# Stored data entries
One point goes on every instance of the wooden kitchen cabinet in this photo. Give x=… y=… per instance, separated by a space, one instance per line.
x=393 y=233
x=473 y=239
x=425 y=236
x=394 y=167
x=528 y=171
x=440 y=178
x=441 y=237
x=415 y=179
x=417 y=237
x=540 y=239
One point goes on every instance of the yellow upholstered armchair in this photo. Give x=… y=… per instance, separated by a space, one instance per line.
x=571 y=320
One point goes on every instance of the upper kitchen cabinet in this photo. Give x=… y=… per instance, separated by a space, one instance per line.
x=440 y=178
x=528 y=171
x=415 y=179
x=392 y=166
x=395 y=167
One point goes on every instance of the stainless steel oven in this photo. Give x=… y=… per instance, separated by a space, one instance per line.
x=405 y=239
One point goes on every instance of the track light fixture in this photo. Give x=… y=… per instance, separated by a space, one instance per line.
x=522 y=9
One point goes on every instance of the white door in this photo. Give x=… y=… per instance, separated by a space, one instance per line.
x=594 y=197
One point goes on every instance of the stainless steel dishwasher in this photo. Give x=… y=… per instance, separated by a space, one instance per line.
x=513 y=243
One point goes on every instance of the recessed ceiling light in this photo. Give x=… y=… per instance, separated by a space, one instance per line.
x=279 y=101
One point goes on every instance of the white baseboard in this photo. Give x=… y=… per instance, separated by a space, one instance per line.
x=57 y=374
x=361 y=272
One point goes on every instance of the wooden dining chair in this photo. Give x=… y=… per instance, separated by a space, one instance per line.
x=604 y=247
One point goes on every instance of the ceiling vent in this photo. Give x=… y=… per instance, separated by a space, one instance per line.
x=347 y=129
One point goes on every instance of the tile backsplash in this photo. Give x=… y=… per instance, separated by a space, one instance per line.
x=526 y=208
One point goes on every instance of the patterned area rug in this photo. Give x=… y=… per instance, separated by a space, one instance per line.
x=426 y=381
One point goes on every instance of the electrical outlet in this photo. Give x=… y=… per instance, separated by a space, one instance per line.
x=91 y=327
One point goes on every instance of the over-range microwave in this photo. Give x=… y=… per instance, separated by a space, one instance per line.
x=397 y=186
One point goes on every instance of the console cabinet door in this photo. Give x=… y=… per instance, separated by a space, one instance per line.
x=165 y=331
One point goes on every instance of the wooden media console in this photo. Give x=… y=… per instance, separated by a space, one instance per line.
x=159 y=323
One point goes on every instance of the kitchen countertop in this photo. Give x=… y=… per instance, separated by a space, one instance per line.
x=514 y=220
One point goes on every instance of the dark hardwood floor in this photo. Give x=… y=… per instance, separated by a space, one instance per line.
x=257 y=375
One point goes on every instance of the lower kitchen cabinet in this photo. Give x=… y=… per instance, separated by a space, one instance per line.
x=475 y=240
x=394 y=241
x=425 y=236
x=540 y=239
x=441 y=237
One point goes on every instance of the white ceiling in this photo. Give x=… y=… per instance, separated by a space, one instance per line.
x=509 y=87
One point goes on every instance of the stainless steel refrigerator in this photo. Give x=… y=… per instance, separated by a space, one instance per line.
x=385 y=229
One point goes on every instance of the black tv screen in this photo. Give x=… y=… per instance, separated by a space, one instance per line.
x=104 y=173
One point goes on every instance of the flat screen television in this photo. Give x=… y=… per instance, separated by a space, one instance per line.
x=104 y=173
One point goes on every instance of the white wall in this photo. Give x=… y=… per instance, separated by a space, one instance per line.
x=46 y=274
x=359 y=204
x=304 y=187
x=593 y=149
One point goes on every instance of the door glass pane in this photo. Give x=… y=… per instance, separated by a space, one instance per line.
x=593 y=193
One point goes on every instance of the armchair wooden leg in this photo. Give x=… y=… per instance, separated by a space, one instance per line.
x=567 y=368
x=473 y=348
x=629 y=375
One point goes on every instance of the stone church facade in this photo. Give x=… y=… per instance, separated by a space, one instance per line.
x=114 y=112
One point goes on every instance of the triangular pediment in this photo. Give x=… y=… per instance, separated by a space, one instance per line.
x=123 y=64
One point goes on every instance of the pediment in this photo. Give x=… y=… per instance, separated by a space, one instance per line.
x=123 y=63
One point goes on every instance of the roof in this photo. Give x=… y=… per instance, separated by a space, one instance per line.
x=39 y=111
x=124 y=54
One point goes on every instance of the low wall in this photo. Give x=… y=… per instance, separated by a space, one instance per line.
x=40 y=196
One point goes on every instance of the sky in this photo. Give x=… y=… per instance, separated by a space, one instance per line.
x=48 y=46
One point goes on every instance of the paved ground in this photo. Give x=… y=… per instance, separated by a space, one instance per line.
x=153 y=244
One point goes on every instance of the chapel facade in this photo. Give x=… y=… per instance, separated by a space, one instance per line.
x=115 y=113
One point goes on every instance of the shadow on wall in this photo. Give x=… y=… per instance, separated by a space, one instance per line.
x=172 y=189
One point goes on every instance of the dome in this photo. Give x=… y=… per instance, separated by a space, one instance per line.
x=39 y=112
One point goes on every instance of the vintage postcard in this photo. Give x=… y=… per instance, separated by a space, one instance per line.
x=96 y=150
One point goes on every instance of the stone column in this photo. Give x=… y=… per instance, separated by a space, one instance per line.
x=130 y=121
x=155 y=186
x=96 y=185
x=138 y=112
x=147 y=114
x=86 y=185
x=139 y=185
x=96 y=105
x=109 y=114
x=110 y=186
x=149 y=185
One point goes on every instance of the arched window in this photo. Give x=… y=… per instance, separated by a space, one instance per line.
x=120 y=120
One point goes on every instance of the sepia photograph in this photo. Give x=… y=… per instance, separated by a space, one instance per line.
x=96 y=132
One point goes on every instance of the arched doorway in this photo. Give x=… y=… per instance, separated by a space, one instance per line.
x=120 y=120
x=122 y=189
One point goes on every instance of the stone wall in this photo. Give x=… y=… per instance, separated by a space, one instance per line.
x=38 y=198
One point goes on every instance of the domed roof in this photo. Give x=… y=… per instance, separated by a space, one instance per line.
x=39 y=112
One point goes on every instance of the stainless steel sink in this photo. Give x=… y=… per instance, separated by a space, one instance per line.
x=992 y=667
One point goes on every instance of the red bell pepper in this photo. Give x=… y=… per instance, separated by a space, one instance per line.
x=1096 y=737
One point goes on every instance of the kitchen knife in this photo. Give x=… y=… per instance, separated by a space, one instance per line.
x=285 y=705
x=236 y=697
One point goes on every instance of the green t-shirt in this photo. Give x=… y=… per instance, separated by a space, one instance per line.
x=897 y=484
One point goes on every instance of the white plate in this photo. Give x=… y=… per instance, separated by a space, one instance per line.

# WORK ORDER
Print exactly, and only, the lines from the line containing "One point goes on every instance of the red" through the final line of the records, both included.

# ANSWER SPACE
One point goes on every instance of the red bell pepper in this photo. Give x=… y=… per instance, separated by a space, one instance per line.
x=1096 y=737
One point goes on every instance of the kitchen knife in this photo. Give x=… y=… per instance, separated by a space, one instance per line.
x=285 y=705
x=236 y=697
One point goes on every instance of the green t-shirt in this photo. Give x=… y=… per instance, separated by a space, one instance per line.
x=897 y=484
One point goes on every instance of the white plate in this photo. Give x=… y=… per instance, separated by a space, one instance per line.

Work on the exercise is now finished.